[START The data]
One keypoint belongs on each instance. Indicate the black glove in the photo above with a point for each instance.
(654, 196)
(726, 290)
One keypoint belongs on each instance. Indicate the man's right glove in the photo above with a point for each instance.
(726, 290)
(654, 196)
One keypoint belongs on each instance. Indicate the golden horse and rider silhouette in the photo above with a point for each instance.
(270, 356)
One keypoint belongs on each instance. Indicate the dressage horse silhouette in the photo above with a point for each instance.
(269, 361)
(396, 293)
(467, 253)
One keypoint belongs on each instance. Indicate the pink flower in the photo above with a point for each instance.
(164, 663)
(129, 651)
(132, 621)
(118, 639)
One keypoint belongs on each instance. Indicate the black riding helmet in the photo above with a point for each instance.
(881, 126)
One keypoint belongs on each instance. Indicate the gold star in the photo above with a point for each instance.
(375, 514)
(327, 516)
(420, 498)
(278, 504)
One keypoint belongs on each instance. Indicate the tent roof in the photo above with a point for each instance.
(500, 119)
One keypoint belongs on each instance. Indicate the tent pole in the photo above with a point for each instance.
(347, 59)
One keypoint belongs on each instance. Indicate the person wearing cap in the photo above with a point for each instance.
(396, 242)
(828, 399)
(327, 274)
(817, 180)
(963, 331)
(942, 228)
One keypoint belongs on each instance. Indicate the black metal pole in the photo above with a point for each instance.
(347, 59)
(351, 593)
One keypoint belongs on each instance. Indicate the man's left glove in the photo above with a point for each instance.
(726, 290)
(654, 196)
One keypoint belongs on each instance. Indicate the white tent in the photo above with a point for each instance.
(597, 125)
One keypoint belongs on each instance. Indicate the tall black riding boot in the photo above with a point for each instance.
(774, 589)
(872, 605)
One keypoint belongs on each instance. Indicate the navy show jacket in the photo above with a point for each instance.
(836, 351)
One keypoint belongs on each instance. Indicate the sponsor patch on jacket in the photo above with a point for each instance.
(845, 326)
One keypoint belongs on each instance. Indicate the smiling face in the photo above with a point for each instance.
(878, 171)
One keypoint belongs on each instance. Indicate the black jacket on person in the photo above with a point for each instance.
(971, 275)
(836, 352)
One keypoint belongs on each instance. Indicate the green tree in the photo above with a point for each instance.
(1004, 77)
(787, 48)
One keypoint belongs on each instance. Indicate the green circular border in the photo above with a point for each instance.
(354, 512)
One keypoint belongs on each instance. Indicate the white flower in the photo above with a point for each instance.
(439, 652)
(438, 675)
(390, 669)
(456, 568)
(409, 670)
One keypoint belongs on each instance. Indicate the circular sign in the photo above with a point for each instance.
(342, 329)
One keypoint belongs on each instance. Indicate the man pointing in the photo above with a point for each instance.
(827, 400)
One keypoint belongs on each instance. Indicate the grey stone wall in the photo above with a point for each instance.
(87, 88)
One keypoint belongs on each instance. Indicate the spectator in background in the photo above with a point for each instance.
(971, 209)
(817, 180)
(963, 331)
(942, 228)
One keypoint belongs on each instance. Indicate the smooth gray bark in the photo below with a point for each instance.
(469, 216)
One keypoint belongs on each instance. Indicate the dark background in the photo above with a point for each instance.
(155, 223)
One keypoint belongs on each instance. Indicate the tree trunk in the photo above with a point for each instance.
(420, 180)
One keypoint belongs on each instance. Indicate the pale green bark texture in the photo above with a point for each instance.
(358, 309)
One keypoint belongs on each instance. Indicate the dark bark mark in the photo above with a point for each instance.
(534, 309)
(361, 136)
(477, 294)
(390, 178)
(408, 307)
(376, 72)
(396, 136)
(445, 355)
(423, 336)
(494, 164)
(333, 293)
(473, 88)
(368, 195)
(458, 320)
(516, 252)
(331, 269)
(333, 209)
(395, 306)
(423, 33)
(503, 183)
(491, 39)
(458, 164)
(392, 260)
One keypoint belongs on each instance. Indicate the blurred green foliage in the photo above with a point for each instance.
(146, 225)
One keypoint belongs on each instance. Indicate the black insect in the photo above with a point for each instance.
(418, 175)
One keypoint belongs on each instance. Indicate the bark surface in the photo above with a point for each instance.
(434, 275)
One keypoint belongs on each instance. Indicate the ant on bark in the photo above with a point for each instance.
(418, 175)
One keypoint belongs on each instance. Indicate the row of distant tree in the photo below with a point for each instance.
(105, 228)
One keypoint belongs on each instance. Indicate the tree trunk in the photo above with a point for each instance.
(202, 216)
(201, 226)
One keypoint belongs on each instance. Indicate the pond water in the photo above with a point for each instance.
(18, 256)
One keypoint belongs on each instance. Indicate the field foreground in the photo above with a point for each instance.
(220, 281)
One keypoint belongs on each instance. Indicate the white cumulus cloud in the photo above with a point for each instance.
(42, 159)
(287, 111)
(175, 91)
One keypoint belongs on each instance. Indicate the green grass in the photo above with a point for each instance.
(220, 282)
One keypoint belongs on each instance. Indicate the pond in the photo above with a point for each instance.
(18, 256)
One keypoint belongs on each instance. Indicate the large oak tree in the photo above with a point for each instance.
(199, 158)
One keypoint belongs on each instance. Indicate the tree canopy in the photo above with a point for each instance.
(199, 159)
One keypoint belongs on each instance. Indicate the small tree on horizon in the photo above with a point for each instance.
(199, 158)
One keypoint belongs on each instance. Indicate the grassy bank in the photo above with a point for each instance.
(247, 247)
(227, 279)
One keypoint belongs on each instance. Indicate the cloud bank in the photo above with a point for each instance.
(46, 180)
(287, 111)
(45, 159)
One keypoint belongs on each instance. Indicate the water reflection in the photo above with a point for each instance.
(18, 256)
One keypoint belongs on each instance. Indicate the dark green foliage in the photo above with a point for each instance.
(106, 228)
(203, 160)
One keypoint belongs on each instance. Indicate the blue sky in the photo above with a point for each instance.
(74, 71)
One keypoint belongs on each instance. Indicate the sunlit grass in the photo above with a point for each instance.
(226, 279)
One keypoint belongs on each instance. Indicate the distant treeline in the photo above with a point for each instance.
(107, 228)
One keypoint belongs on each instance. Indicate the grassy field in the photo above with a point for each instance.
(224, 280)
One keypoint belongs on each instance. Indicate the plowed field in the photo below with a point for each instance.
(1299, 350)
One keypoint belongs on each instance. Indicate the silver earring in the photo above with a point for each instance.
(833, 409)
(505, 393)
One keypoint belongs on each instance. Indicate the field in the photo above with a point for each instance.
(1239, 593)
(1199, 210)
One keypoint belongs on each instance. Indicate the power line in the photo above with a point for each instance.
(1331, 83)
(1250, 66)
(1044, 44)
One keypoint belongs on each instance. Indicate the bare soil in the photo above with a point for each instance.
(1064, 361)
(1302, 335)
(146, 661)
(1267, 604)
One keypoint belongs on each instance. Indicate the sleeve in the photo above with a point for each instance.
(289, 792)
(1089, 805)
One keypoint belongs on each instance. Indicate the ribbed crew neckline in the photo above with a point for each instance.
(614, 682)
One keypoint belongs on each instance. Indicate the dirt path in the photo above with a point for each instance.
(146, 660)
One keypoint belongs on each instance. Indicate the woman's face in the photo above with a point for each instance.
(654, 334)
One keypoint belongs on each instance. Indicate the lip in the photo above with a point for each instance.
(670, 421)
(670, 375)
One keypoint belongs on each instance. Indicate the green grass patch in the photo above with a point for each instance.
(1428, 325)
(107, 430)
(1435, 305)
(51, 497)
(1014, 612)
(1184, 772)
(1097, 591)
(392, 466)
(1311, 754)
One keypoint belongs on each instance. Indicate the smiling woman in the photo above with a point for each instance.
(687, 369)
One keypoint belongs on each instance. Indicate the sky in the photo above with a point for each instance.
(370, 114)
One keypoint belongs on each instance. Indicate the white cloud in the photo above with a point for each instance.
[END The data]
- [What the task asks]: Rewrite every line of the entries from the line with "One keypoint belongs on each instance. Indicate the grassy field" up to and including the line with "(1311, 754)", keeping the request lines as they are and increasing each coordinate value by 13.

- [Expected output]:
One keypoint belongs on each instance. Indicate the grassy field in the photo above with a point for each instance.
(237, 293)
One keypoint belongs on each instance. Indicate the plowed field in the photo below with a point for each instance.
(1312, 363)
One keypoint belongs on each instance. Indicate the silver earring in the photo above with a point for each instance.
(846, 422)
(518, 406)
One keypoint belongs on each instance. Indicate the field in the photo above with a point for each instance.
(1252, 606)
(1212, 223)
One keypoint belongs on each instance. Indicate the power line in the photo above with a point for each instance.
(1344, 96)
(1263, 79)
(1057, 57)
One keypoint belongs on each instance. Indicate the bare soil in the photo above with a point for each instance.
(1077, 374)
(1315, 348)
(159, 674)
(1280, 617)
One keypoint belongs on each instance. Indicate the sleeve in the photo above with a point for each instance.
(302, 805)
(1102, 818)
One keypoint belongs on each instance. Indicate the ribbed crew neckline in the photo above with a point for each instance.
(627, 695)
One keypoint belongs on each instance. Indicate the dirt path in the photo above with a point for each instance.
(159, 673)
One keypoint belongs on each instance. Indicate the woman's face in the photo above with a point for each instance.
(667, 347)
One keypoint belongs on each instance. Indicate the lip in the photo above with a point for each instance.
(683, 434)
(683, 388)
One keypoint belongs on each instance. Indicate the green grass patch in the photo above with a point for each instance.
(1441, 338)
(120, 443)
(1448, 318)
(64, 510)
(1027, 625)
(1197, 785)
(1110, 604)
(405, 479)
(1324, 767)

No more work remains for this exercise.